Document segment:

=== Section Start ===

This is a troubling issue and the answer depends on many variables including: patient’s age, stage of Alzheimer’s progression and current health.
If a person is diagnosed with Early-Onset Alzheimer’s at a young age, it’s especially devastating. However, symptoms are identified and the younger person learns of their disease much earlier, usually many years before middle-stage when the sufferer denies their disability exists altogether. So, for the younger sufferer, the earlier they are told of the diagnosis the better their future circumstances.
This person is able to make many of his/her own choices that the older sufferer, in a more advanced stage of dementia, is unable able to make.
- Which Medications to take to delay symptoms
- Voluntarily give-up their car, drivers license, etc.
- Decide who will take care of their finances/provide DPOA, etc.
- Decide when they will no longer live alone and choose where they will live (whether Nursing Home or Assisted Living) and make arrangements in advance
If many of these choices are planned in advance, it relieves the caregiver or other loved-ones from the burden of making all the decisions at a time when they are already stressed from providing personal care for the patient. Plus, there are fewer conflicts when the Patient has made their own decisions instead of every choice being made for him/her.
If the Patient is elderly and/or in poor health, it would probably not be wise to share the diagnosis with them. If their progression has moved beyond early-stage symptoms, they are probably no longer aware that they have issues with their memory but are in denial of all memory problems. In that case, it is best to follow standard advice and hints for coping with an Alzheimer’s sufferer without worry that they need be told of their condition.
A quote that I’ve repeated many times here, is from “The Forgetting,” by David Shenk, “The Alzheimer’s patient does not need the truth, but comfort and love.”
For the Elderly, many of the early symptoms are not recognized because of the tendency to lay blame for any odd behavior on the aging process. So diagnosis and treatment is delayed.
My mom was near middle-stage when diagnosed and I noticed little difference when she began the medications prescribed to slow Alzheimer’s symptoms.
By the time an elderly patient is diagnosed, it is usually too late for them to make healthy choices for their future. Most choices will be left to the family or caregiver. Some will be disturbing and blistering for the patient since their cognitive abilities to understand sound choices has waned.

=== Section End ===

Complete the following:
(a) In the passage on whether to tell someone of an Alzheimer's diagnosis, which three factors does the answer depend on?
(b) Write a continuation of the passage on telling someone of an Alzheimer's diagnosis, starting after its final sentence.

Data for analysis:
=== Section Start ===

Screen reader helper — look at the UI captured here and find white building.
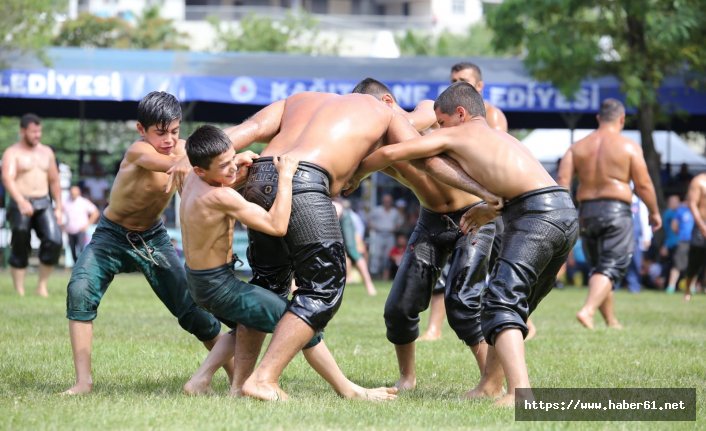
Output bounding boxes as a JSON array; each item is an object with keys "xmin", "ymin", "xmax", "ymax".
[{"xmin": 69, "ymin": 0, "xmax": 498, "ymax": 57}]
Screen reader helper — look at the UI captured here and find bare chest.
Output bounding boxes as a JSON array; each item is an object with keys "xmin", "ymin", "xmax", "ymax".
[{"xmin": 15, "ymin": 151, "xmax": 51, "ymax": 175}]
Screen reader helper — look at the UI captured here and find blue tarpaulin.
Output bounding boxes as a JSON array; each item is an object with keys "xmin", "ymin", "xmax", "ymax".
[{"xmin": 0, "ymin": 48, "xmax": 706, "ymax": 128}]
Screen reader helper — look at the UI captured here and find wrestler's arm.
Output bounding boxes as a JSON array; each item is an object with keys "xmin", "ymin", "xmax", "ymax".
[
  {"xmin": 424, "ymin": 154, "xmax": 503, "ymax": 211},
  {"xmin": 223, "ymin": 99, "xmax": 286, "ymax": 151},
  {"xmin": 218, "ymin": 157, "xmax": 298, "ymax": 236},
  {"xmin": 2, "ymin": 147, "xmax": 33, "ymax": 215},
  {"xmin": 686, "ymin": 175, "xmax": 706, "ymax": 236},
  {"xmin": 407, "ymin": 100, "xmax": 436, "ymax": 132},
  {"xmin": 628, "ymin": 141, "xmax": 662, "ymax": 232},
  {"xmin": 556, "ymin": 148, "xmax": 574, "ymax": 189},
  {"xmin": 86, "ymin": 201, "xmax": 100, "ymax": 228},
  {"xmin": 125, "ymin": 141, "xmax": 186, "ymax": 173},
  {"xmin": 356, "ymin": 120, "xmax": 449, "ymax": 178}
]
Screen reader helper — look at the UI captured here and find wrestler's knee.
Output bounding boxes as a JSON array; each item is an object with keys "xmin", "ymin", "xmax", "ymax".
[
  {"xmin": 302, "ymin": 332, "xmax": 324, "ymax": 350},
  {"xmin": 446, "ymin": 306, "xmax": 483, "ymax": 346},
  {"xmin": 178, "ymin": 304, "xmax": 221, "ymax": 341},
  {"xmin": 66, "ymin": 277, "xmax": 101, "ymax": 322},
  {"xmin": 8, "ymin": 227, "xmax": 32, "ymax": 268},
  {"xmin": 481, "ymin": 309, "xmax": 528, "ymax": 346},
  {"xmin": 39, "ymin": 236, "xmax": 63, "ymax": 265},
  {"xmin": 384, "ymin": 306, "xmax": 419, "ymax": 344}
]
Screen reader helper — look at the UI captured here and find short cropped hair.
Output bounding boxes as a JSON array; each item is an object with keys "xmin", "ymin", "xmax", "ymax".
[
  {"xmin": 351, "ymin": 78, "xmax": 395, "ymax": 99},
  {"xmin": 434, "ymin": 81, "xmax": 485, "ymax": 117},
  {"xmin": 186, "ymin": 124, "xmax": 233, "ymax": 169},
  {"xmin": 137, "ymin": 91, "xmax": 181, "ymax": 130},
  {"xmin": 451, "ymin": 61, "xmax": 483, "ymax": 81},
  {"xmin": 598, "ymin": 98, "xmax": 625, "ymax": 122},
  {"xmin": 20, "ymin": 113, "xmax": 42, "ymax": 129}
]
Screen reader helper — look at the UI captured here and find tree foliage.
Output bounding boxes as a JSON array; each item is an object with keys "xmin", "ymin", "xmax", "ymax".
[
  {"xmin": 396, "ymin": 23, "xmax": 519, "ymax": 57},
  {"xmin": 54, "ymin": 7, "xmax": 188, "ymax": 50},
  {"xmin": 209, "ymin": 12, "xmax": 337, "ymax": 54},
  {"xmin": 0, "ymin": 0, "xmax": 67, "ymax": 67},
  {"xmin": 487, "ymin": 0, "xmax": 706, "ymax": 208}
]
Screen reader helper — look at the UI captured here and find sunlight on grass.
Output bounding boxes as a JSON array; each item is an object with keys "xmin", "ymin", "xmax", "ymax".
[{"xmin": 0, "ymin": 272, "xmax": 706, "ymax": 430}]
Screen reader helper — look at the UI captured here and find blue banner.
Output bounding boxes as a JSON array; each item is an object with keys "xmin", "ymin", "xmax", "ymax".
[{"xmin": 0, "ymin": 69, "xmax": 706, "ymax": 114}]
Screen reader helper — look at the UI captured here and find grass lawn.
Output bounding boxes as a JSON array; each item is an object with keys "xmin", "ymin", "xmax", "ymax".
[{"xmin": 0, "ymin": 272, "xmax": 706, "ymax": 431}]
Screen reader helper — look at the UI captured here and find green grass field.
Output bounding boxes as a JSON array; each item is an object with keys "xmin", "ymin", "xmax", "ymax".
[{"xmin": 0, "ymin": 272, "xmax": 706, "ymax": 431}]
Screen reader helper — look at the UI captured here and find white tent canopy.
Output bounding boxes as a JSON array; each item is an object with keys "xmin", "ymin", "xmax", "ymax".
[{"xmin": 522, "ymin": 129, "xmax": 706, "ymax": 169}]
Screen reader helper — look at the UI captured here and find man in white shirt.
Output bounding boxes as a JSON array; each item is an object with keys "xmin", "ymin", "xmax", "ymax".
[{"xmin": 64, "ymin": 186, "xmax": 100, "ymax": 263}]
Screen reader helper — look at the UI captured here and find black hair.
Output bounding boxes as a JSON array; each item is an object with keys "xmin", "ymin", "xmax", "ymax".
[
  {"xmin": 137, "ymin": 91, "xmax": 181, "ymax": 130},
  {"xmin": 434, "ymin": 81, "xmax": 485, "ymax": 117},
  {"xmin": 351, "ymin": 78, "xmax": 395, "ymax": 100},
  {"xmin": 598, "ymin": 99, "xmax": 625, "ymax": 122},
  {"xmin": 20, "ymin": 113, "xmax": 42, "ymax": 129},
  {"xmin": 451, "ymin": 61, "xmax": 483, "ymax": 81},
  {"xmin": 186, "ymin": 124, "xmax": 233, "ymax": 169}
]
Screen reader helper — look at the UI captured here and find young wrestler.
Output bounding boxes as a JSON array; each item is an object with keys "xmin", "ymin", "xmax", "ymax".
[
  {"xmin": 353, "ymin": 78, "xmax": 497, "ymax": 396},
  {"xmin": 2, "ymin": 114, "xmax": 62, "ymax": 297},
  {"xmin": 558, "ymin": 99, "xmax": 662, "ymax": 329},
  {"xmin": 64, "ymin": 91, "xmax": 232, "ymax": 395},
  {"xmin": 217, "ymin": 93, "xmax": 418, "ymax": 400},
  {"xmin": 342, "ymin": 83, "xmax": 578, "ymax": 405},
  {"xmin": 179, "ymin": 126, "xmax": 396, "ymax": 401}
]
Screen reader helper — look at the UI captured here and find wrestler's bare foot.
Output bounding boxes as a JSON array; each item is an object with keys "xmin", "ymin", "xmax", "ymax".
[
  {"xmin": 61, "ymin": 383, "xmax": 93, "ymax": 395},
  {"xmin": 576, "ymin": 310, "xmax": 593, "ymax": 329},
  {"xmin": 495, "ymin": 394, "xmax": 515, "ymax": 407},
  {"xmin": 525, "ymin": 319, "xmax": 537, "ymax": 341},
  {"xmin": 228, "ymin": 388, "xmax": 245, "ymax": 398},
  {"xmin": 243, "ymin": 381, "xmax": 289, "ymax": 401},
  {"xmin": 417, "ymin": 329, "xmax": 441, "ymax": 341},
  {"xmin": 395, "ymin": 377, "xmax": 417, "ymax": 392},
  {"xmin": 607, "ymin": 320, "xmax": 623, "ymax": 330},
  {"xmin": 344, "ymin": 385, "xmax": 399, "ymax": 401},
  {"xmin": 183, "ymin": 376, "xmax": 213, "ymax": 395}
]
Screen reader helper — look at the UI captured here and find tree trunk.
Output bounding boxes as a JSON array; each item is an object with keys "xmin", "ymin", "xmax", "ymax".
[{"xmin": 637, "ymin": 103, "xmax": 665, "ymax": 209}]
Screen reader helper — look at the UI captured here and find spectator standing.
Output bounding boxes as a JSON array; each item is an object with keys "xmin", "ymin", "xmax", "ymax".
[
  {"xmin": 368, "ymin": 194, "xmax": 402, "ymax": 279},
  {"xmin": 64, "ymin": 186, "xmax": 100, "ymax": 263}
]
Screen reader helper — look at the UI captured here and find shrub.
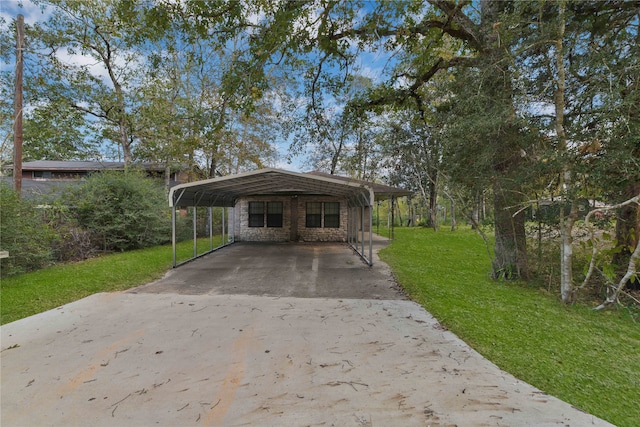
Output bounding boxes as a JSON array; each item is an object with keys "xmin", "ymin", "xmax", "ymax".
[
  {"xmin": 0, "ymin": 183, "xmax": 56, "ymax": 277},
  {"xmin": 68, "ymin": 171, "xmax": 171, "ymax": 251}
]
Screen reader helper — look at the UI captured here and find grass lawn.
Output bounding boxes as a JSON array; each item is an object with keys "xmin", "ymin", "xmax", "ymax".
[
  {"xmin": 381, "ymin": 228, "xmax": 640, "ymax": 426},
  {"xmin": 0, "ymin": 237, "xmax": 220, "ymax": 324}
]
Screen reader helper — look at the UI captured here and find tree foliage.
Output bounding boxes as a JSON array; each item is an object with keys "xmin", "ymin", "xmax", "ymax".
[{"xmin": 68, "ymin": 171, "xmax": 170, "ymax": 251}]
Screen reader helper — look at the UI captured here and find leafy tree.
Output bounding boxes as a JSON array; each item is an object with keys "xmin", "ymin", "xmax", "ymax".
[{"xmin": 29, "ymin": 0, "xmax": 149, "ymax": 165}]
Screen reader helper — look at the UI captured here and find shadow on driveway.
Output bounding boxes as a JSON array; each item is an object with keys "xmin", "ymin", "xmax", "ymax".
[{"xmin": 0, "ymin": 239, "xmax": 610, "ymax": 427}]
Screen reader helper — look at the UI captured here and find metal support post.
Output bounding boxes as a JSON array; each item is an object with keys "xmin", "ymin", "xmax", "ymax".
[{"xmin": 193, "ymin": 206, "xmax": 198, "ymax": 258}]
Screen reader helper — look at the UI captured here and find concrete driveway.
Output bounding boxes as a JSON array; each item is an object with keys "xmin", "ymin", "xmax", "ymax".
[{"xmin": 1, "ymin": 244, "xmax": 609, "ymax": 427}]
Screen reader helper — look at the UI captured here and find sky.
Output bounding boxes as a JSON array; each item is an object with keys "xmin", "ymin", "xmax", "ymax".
[{"xmin": 0, "ymin": 0, "xmax": 396, "ymax": 171}]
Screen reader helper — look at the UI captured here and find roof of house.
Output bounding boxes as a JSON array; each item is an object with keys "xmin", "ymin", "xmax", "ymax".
[
  {"xmin": 307, "ymin": 171, "xmax": 413, "ymax": 200},
  {"xmin": 169, "ymin": 169, "xmax": 411, "ymax": 206}
]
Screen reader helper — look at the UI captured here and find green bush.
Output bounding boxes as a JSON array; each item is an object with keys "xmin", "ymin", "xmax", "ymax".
[
  {"xmin": 0, "ymin": 184, "xmax": 56, "ymax": 277},
  {"xmin": 67, "ymin": 171, "xmax": 171, "ymax": 251}
]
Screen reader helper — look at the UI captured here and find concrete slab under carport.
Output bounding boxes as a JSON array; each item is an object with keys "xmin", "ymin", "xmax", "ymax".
[
  {"xmin": 136, "ymin": 238, "xmax": 405, "ymax": 299},
  {"xmin": 0, "ymin": 241, "xmax": 610, "ymax": 427}
]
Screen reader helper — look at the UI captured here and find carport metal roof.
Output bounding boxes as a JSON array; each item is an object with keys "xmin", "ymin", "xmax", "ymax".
[{"xmin": 169, "ymin": 169, "xmax": 384, "ymax": 207}]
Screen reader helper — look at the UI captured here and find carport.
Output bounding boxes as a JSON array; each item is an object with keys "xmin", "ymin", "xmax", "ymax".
[{"xmin": 169, "ymin": 169, "xmax": 411, "ymax": 267}]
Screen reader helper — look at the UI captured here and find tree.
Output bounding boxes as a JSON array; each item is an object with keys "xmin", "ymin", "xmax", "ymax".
[
  {"xmin": 503, "ymin": 1, "xmax": 640, "ymax": 302},
  {"xmin": 30, "ymin": 0, "xmax": 148, "ymax": 165}
]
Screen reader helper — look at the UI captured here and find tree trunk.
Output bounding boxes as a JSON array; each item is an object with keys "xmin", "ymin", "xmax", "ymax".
[
  {"xmin": 428, "ymin": 177, "xmax": 438, "ymax": 231},
  {"xmin": 493, "ymin": 180, "xmax": 529, "ymax": 280}
]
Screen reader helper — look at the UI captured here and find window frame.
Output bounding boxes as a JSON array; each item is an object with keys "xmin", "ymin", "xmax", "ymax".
[
  {"xmin": 247, "ymin": 201, "xmax": 265, "ymax": 228},
  {"xmin": 322, "ymin": 202, "xmax": 340, "ymax": 228}
]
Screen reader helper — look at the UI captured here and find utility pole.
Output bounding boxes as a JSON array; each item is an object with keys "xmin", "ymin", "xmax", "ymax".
[{"xmin": 13, "ymin": 15, "xmax": 24, "ymax": 196}]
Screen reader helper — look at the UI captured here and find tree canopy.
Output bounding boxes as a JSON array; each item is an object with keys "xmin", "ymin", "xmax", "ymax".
[{"xmin": 0, "ymin": 0, "xmax": 640, "ymax": 302}]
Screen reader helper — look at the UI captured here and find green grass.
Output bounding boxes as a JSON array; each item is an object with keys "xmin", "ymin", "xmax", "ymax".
[
  {"xmin": 0, "ymin": 238, "xmax": 219, "ymax": 324},
  {"xmin": 381, "ymin": 228, "xmax": 640, "ymax": 426},
  {"xmin": 0, "ymin": 228, "xmax": 640, "ymax": 426}
]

=== Section End ===

Exercise responses:
(a) The patient's age, the stage of Alzheimer's progression, and current health.

(b)
- They don’t want to give up their driving privileges or the family car
- They don’t want to leave their home but to live alone
- They don’t want to move to a nursing home, though all the facts show that they can no longer be cared for at home
Mom was already in denial about having a memory problem when she was diagnosed and I faced the same issue. Do I tell her–or Not. I couldn’t decide.
Then one afternoon she began to cry and berate my brother for taking her car. She called him names that I’d never heard my mother say in my entire life. It broke my heart that she could feel that way about my brother who was only doing what was best for her. So, the choice was made. I would tell her–and she would understand.
I sat her down on the sofa and began talking, telling her every thing the doctor had told us about her disease in terms she would understand. “Her memory wasn’t as good as it use to be. She was forgetting some things, without realizing it. That was the sole reason my brother had taken her car.”
She squeezed my hand and said, “You guys were just thinking of me. You were trying to do what’s best for me. It’s Alzheimer’s? A memory disease?” She patted my hand.
I was so relieved I could hardly speak, my shoulders sagged and stress melted away. She understood. I knew she would.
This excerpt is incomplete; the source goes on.